## PETUNJUK TUGAS
A. Sebutkan semua tingkat dinamika yang menurut artikel tentang terorisme maritim menghadapkan Indonesia pada tantangan baru.
B. Kutip bagian artikel tentang terorisme maritim mulai dari "Ancaman nyata situasi" sampai "Inggris, Guardian (20/5/2011).".

## KUTIPAN
##########
Terorisme
Maritim dan Panglima Baru
Aminuddin Albek ; Komandan KRI Diponegoro-365
|
KOMPAS,
15 Desember
2017
Ditunjuknya Marsekal Hadi Tjahjanto sebagai
Panglima TNI menjadi angin segar bagi upaya penebalan kekuatan TNI. Betapa
tidak, dinamika global, regional, dan nasional kini menghadapkan Indonesia
pada tantangan baru: terorisme di kawasan maritim. Isu ini mengemuka, tetapi
seperti angin lalu. Faktanya, terorisme di kawasan maritim luput dari
rancangan revisi Undang-Undang Nomor 15 Tahun 2003 tentang Tindak Pidana
Terorisme.
Ancaman nyata situasi keamanan nasional,
terutama kawasan maritim, tak bisa diabaikan. Fakta ancaman ini telah
terlihat jelas sejak ditemukannya dokumen dari markas Osama bin Laden yang
mengungkapkan ketertarikannya untuk menargetkan industri maritim sebagai
metode terorisme dalam memprovokasi krisis ekonomi ekstrem di Barat
sebagaimana diberitakan surat kabar Inggris, Guardian (20/5/2011).
##########
(Baris dari dataset penunjukan)
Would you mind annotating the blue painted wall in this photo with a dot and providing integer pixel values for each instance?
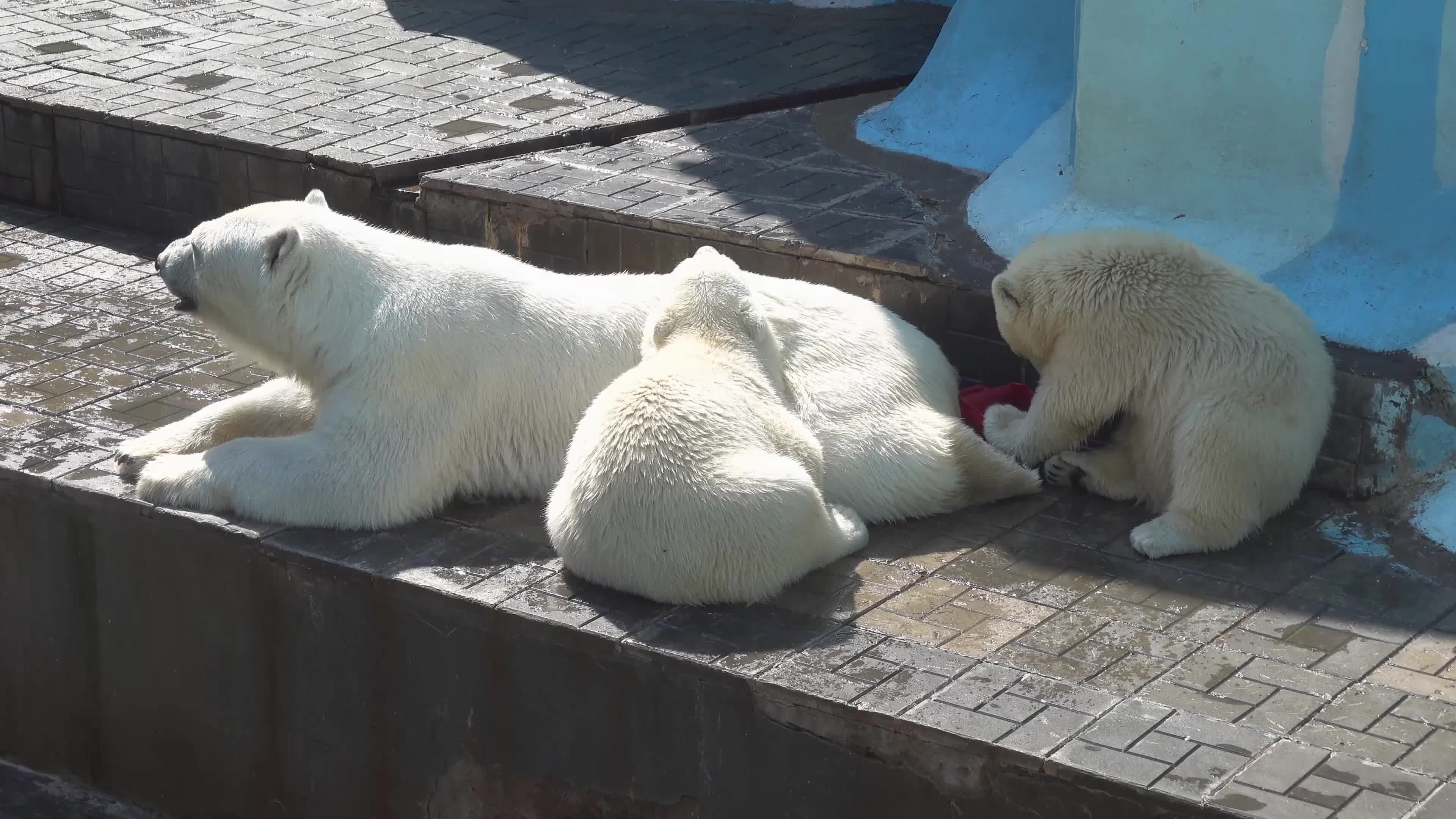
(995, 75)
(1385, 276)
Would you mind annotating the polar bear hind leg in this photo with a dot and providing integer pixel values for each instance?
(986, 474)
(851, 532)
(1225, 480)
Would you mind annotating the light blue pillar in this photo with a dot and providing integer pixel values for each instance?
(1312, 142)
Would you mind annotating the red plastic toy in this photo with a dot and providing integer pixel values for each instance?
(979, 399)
##########
## JAWABAN PER TUGAS
A. Global, regional, dan nasional.

B.
Ancaman nyata situasi keamanan nasional,
terutama kawasan maritim, tak bisa diabaikan. Fakta ancaman ini telah
terlihat jelas sejak ditemukannya dokumen dari markas Osama bin Laden yang
mengungkapkan ketertarikannya untuk menargetkan industri maritim sebagai
metode terorisme dalam memprovokasi krisis ekonomi ekstrem di Barat
sebagaimana diberitakan surat kabar Inggris, Guardian (20/5/2011).